RECORDED INFORMATION —
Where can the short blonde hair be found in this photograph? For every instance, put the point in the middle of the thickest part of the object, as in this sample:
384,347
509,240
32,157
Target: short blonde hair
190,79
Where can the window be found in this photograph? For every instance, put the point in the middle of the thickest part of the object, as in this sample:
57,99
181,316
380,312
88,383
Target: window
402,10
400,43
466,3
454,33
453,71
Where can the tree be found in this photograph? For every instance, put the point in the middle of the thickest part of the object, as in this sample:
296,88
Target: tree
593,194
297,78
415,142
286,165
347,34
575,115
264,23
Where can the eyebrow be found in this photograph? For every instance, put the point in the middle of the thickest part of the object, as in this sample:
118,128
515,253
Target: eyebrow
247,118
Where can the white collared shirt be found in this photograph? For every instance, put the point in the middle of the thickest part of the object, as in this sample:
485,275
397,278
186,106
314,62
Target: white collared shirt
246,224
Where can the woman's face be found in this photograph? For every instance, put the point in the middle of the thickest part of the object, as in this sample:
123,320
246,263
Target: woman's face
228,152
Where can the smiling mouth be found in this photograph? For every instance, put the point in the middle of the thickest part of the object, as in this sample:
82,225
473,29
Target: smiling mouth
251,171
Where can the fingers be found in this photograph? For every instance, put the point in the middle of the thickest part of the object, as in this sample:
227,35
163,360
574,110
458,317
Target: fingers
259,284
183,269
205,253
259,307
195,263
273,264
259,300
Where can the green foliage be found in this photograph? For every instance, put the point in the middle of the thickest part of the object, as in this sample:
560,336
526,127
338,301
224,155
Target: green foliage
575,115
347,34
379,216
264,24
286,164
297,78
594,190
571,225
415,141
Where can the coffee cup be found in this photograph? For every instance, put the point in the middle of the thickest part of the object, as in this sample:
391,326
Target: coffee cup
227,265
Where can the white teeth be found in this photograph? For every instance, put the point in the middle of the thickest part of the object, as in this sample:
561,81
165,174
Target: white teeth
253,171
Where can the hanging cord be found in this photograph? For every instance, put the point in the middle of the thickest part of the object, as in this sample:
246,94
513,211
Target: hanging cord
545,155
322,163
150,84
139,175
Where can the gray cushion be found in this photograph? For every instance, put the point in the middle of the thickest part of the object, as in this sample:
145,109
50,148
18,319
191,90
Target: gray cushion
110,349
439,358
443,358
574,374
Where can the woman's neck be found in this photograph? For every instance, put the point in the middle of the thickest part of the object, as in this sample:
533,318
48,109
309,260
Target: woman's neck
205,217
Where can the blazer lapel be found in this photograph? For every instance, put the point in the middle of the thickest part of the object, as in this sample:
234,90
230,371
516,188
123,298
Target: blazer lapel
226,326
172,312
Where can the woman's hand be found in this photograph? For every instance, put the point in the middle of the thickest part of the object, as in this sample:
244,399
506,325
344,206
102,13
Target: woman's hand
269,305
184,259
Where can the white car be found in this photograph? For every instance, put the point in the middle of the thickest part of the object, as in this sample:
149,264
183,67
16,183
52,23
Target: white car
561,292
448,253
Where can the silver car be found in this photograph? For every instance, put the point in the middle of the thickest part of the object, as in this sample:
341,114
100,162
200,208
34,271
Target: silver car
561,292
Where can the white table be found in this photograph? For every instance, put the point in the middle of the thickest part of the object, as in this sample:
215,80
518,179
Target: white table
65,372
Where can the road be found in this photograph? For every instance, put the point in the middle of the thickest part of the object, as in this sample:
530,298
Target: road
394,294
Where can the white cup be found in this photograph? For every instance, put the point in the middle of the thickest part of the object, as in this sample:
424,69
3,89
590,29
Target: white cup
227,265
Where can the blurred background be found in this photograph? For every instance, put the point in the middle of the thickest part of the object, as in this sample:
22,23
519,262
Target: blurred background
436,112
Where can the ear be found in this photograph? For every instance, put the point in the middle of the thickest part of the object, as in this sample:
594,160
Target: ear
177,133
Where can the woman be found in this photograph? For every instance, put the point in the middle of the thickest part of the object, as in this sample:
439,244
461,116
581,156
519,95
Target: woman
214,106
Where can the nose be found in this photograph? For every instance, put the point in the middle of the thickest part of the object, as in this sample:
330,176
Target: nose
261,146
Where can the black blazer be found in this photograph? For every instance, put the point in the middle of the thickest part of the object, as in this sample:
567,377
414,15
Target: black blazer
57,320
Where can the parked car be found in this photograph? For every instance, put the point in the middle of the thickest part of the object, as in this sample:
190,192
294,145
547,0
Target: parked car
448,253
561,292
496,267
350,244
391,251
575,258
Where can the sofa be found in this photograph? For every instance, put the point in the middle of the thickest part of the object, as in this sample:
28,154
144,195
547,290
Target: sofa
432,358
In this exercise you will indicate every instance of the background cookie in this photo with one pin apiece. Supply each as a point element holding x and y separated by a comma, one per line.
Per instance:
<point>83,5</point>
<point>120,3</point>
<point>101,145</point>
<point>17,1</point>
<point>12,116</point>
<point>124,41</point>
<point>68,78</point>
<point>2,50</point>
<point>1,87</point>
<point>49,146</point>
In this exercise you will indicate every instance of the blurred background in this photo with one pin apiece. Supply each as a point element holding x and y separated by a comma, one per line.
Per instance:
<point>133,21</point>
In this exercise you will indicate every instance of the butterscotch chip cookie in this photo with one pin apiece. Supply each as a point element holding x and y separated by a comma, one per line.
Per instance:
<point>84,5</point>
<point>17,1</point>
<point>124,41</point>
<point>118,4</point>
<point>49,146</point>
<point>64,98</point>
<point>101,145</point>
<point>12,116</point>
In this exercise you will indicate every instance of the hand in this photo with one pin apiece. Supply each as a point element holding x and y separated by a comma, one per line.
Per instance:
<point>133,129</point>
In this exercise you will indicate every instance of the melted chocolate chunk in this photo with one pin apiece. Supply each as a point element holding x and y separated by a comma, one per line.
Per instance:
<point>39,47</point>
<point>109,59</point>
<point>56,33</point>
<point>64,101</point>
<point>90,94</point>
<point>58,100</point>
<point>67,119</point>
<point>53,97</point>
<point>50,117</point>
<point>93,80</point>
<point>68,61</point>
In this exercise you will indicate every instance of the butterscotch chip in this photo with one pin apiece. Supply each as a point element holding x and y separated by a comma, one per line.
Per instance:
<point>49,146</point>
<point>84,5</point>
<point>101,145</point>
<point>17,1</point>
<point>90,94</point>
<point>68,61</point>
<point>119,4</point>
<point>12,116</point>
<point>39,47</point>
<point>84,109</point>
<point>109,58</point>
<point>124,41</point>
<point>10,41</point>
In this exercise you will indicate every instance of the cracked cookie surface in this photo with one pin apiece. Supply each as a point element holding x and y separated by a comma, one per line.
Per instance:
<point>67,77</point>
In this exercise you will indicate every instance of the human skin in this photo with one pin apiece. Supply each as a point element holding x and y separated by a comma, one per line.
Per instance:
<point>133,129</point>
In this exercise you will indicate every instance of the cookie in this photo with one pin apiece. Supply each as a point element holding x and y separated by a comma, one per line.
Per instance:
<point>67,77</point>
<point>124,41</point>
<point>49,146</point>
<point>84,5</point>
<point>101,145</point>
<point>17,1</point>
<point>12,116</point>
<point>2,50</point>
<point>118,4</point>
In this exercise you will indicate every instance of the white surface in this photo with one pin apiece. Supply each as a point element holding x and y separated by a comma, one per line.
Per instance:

TASK TO CARRY OUT —
Your task is to retype the complete material exactly as it was given.

RESPONSE AREA —
Where can the short blonde hair be found in this photograph? For every instance, put the point in the middle of the thickest part of the object, as in this sample:
384,347
509,240
32,157
Target: short blonde hair
190,79
Where can the window be found in this photograph? For every instance, put the point in the middle of the thickest part of the object, as in this sample:
57,99
181,316
380,312
88,383
Target: window
402,10
400,43
466,3
454,33
453,71
Where can the tree be found in this photograph? For every instance, put the point in the middle of the thickest part of the object, as in this sample:
296,88
Target: tree
593,194
297,78
415,142
286,165
347,34
575,115
264,23
Where can the eyebrow be found in this photograph? For every instance, put the point in the middle of the thickest part of the object, as in this sample:
118,128
515,253
Target: eyebrow
247,118
Where can the white collared shirt be found in this photograph? For every instance, put the point in the middle of the thickest part of the object, as in this sample:
485,275
397,278
186,106
314,62
Target: white collared shirt
246,224
Where can the woman's face be found in this photograph? For every instance, put the point in the middle of the thickest part of the object, as in this sample:
123,320
246,263
Target: woman's face
228,152
Where can the smiling mouth be found in this photograph? For every instance, put the point in the middle of the thickest part of the object, as in this sample:
82,225
473,29
Target: smiling mouth
251,171
Where can the fingers be found in this photograph? For every instance, put the point in the middle of the thickest part of the object, as in this sample:
227,35
163,360
574,110
458,317
Target: fingers
259,284
183,269
205,253
259,307
195,263
273,264
259,300
Where can the green foliage be found in this photograph? For every instance, put the point in the middle of the thickest part of the object, as in this sample:
560,336
526,127
338,301
224,155
Target: green foliage
575,115
347,34
379,216
264,24
286,164
297,78
594,190
571,225
415,141
Where can the coffee cup be found in this photograph? For every instance, put the point in the middle of the thickest part of the object, as in this sample:
391,326
Target: coffee cup
227,265
Where can the white teeth be found in this photograph? For every instance, put the point in the middle of the thickest part of the object, as in this sample:
561,81
165,174
Target: white teeth
253,171
Where can the hanging cord be found in this photograph? For every instance, put the point in the middle of the thickest part of the object, as in this sample:
246,94
513,211
Target: hanging cord
545,155
322,163
150,84
139,175
Where can the gray cushion be found in this photograph? For every instance, put the point in the middle of the thickest part of the object, as in this sample:
145,109
50,148
18,319
191,90
Target: gray cushion
110,349
439,358
443,358
574,374
Where can the woman's neck be found in this photograph? For every instance, put the point in the middle of the thickest part of the object, as in this sample:
533,318
48,109
309,260
Target: woman's neck
205,217
Where can the blazer lapel be found in this photograph? For every instance, put the point in the middle of the thickest part of the object, as in this sample:
234,90
230,371
516,188
123,298
Target: blazer lapel
226,326
172,312
Where can the woman's hand be found in this photograph? For every instance, put the point in the middle of the thickest part of the object, as in this sample:
244,399
506,325
344,206
102,13
Target: woman's hand
269,305
184,259
Where can the white car be found in this photograph? For every instance, put the point in the middle of the thickest part of the object, as in this sample:
149,264
183,67
16,183
52,23
Target: white car
561,292
448,253
Where can the silver car be found in this photograph? For every instance, put the point in the middle of the thickest part of the object, as in this sample:
341,114
100,162
200,208
34,271
Target: silver car
561,292
Where can the white table be found in this photograph? For every instance, put the point in the middle of the thickest part of the object, as in this sample:
215,80
518,179
Target: white table
65,372
Where can the road be found in this photograph? For every instance, put the point in the middle of the thickest part of the object, as in this sample:
530,298
Target: road
394,294
Where can the white cup be found in this photograph? For every instance, put the point in the middle of the thickest part of the object, as in this sample:
424,69
3,89
590,29
Target: white cup
227,265
Where can the blurred background be found in this photograph? For every instance, put the point in the middle of the thickest part of the object, as in this sample:
22,23
519,262
Target: blurred background
436,112
Where can the ear be found in this photograph? For every instance, put the point in the middle of the thickest part of the object, as in this sample:
594,160
Target: ear
177,133
Where can the woman be found in this photograph? For every instance, put the point in the middle of the thickest part of the object, as in this sample:
439,244
461,116
581,156
519,95
Target: woman
214,106
Where can the nose be found in this photograph? For every instance, put the point in the middle of the thickest part of the object, as in this sample:
330,176
Target: nose
261,146
Where can the black blazer be found in this photograph? For every instance, put the point in the middle of the thickest part of the object, as in this sample:
567,377
414,15
Target: black blazer
57,320
Where can the parked car be found in this photograph? For every instance, put the point in the middle of the thickest part of the object, as in this sample:
190,192
294,145
547,0
Target: parked car
448,253
561,292
496,267
350,244
391,251
575,258
Where can the sofa be found in this photograph? For every instance, put the point in the middle of the thickest part of the object, as in this sample:
28,154
144,195
547,290
Target: sofa
432,358
In this exercise you will indicate every instance of the background cookie in this photo with one pin apiece. Supply each as a point element holding x and y separated by a comma, one per line.
Per instance:
<point>83,5</point>
<point>120,3</point>
<point>101,145</point>
<point>17,1</point>
<point>12,116</point>
<point>124,41</point>
<point>68,78</point>
<point>2,50</point>
<point>1,87</point>
<point>49,146</point>
In this exercise you will indicate every instance of the blurred background in this photo with one pin apiece. Supply each as a point element holding x and y separated by a comma, one per line.
Per instance:
<point>133,21</point>
In this exercise you will indicate every instance of the butterscotch chip cookie in this photo with one pin apiece. Supply each as a point element holding x and y separated by a comma, one per line.
Per instance:
<point>84,5</point>
<point>17,1</point>
<point>124,41</point>
<point>118,4</point>
<point>49,146</point>
<point>64,98</point>
<point>101,145</point>
<point>12,116</point>
In this exercise you will indicate every instance of the hand in this photo with one pin apiece. Supply each as a point element holding x and y separated by a comma, one per line.
Per instance:
<point>133,129</point>
In this exercise you will indicate every instance of the melted chocolate chunk in this photo with one pin apiece. Supply each as a point element holding x and y separated by a comma, one per line.
Per instance:
<point>39,47</point>
<point>109,59</point>
<point>56,33</point>
<point>64,101</point>
<point>90,94</point>
<point>58,100</point>
<point>67,119</point>
<point>53,97</point>
<point>50,117</point>
<point>93,80</point>
<point>68,61</point>
In this exercise you will indicate every instance of the butterscotch chip in this photo with one pin apiece. Supply each as a point element holding x and y separated by a comma, one per line.
Per instance:
<point>49,146</point>
<point>84,5</point>
<point>101,145</point>
<point>17,1</point>
<point>90,94</point>
<point>68,61</point>
<point>119,4</point>
<point>12,116</point>
<point>39,47</point>
<point>84,109</point>
<point>109,58</point>
<point>124,41</point>
<point>10,41</point>
In this exercise you will indicate every instance of the cracked cookie surface in this photo with one pin apiece. Supply each as a point element holding x and y separated by a comma, one per line.
Per instance:
<point>67,77</point>
In this exercise you will indicate every instance of the human skin in this photo with one pin apiece. Supply each as a point element holding x and y separated by a comma, one per line.
Per instance:
<point>133,129</point>
In this exercise you will indicate every instance of the cookie in this photo with one pin apiece. Supply each as a point element holding x and y separated by a comma, one per line.
Per instance:
<point>67,77</point>
<point>124,41</point>
<point>49,146</point>
<point>84,5</point>
<point>101,145</point>
<point>17,1</point>
<point>12,116</point>
<point>2,50</point>
<point>118,4</point>
In this exercise you will indicate every instance of the white surface in this photo with one pin apiece. Supply each as a point element holding x and y separated by a comma, one per line.
Per instance:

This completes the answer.